Material for the task

— BEGIN —

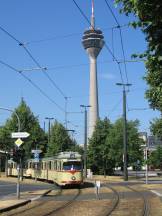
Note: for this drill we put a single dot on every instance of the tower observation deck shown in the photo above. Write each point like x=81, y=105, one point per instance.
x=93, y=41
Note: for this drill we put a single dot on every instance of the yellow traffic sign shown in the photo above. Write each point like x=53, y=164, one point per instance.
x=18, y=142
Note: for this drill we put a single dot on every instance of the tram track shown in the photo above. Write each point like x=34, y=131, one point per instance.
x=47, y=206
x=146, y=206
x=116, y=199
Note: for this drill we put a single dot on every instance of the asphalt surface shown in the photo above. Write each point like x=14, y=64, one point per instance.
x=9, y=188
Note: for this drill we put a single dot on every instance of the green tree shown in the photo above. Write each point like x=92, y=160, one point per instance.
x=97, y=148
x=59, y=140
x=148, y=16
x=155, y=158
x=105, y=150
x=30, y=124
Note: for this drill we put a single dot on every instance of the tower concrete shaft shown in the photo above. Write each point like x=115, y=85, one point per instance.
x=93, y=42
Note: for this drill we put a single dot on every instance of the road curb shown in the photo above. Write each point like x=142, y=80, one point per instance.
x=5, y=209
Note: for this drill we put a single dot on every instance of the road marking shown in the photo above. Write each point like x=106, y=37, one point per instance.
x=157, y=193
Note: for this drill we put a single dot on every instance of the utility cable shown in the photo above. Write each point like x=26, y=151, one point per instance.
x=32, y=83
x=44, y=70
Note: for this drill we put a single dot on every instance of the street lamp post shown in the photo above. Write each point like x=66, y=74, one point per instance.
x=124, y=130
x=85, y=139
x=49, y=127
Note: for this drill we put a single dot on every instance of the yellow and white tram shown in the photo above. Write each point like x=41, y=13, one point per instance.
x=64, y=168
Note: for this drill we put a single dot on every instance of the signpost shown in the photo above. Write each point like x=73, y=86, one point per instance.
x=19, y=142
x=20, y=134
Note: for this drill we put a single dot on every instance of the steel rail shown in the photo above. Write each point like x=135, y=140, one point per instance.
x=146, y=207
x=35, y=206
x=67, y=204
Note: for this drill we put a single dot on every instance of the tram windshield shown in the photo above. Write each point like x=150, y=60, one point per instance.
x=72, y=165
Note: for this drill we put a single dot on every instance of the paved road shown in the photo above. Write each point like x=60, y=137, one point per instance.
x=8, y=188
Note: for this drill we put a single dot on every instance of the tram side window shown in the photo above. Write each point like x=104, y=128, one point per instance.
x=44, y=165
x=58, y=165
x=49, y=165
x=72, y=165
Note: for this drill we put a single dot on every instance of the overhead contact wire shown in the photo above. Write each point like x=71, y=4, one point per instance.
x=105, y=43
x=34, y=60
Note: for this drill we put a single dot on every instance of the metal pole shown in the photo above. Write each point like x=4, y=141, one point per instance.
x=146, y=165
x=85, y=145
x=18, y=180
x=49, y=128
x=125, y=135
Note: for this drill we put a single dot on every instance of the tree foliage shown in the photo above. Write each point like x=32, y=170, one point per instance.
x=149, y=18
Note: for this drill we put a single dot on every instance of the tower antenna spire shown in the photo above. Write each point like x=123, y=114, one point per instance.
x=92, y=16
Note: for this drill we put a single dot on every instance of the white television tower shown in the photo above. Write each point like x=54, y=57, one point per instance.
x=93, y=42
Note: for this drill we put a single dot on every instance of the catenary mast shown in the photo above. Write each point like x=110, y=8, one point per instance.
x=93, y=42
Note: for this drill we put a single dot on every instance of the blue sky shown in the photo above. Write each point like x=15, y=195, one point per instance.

— END —
— BEGIN —

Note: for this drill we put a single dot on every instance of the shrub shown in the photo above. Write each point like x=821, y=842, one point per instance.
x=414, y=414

— END —
— BEGIN —

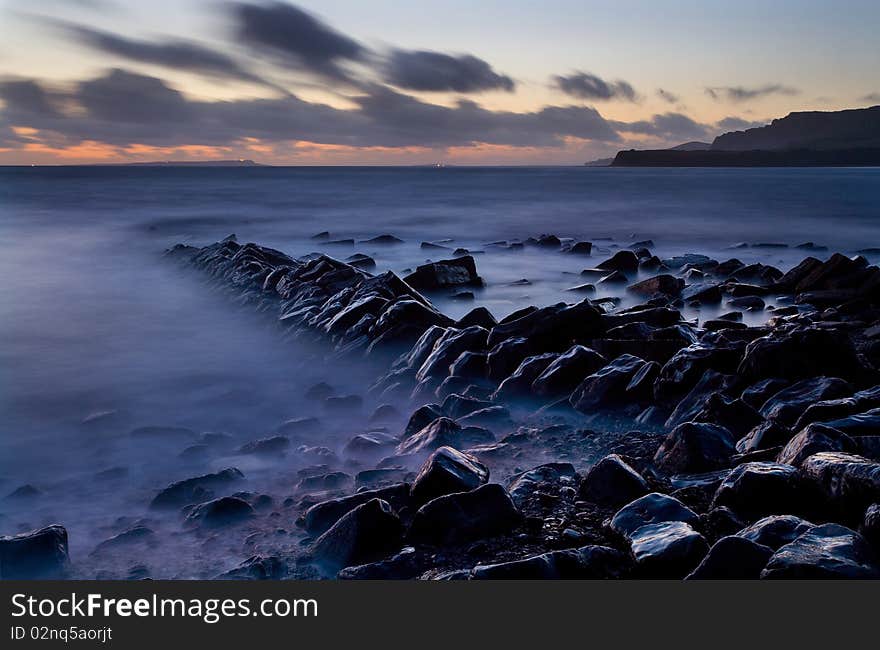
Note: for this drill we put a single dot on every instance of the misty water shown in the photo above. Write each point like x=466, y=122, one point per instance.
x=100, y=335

— END —

Exercise brief
Set out the stretch of the material from the line containing "y=8, one point per instance." through the line containing "y=195, one point per instance." as a Markdown table with the columns No. and Entry. Number each line and leave out any blank lines.

Response for this exercise
| No. | Entry |
|---|---|
| 1 | Note: for this drill we put a single dot on every instance of the catenary mast shown in the photo above. Write each point like x=110, y=8, one point per instance. |
| 2 | x=93, y=42 |
| 3 | Note: for this drill we put a single dot on every instance of the blue sky shown in the photo above. Write each point like x=15, y=195, one point per instance. |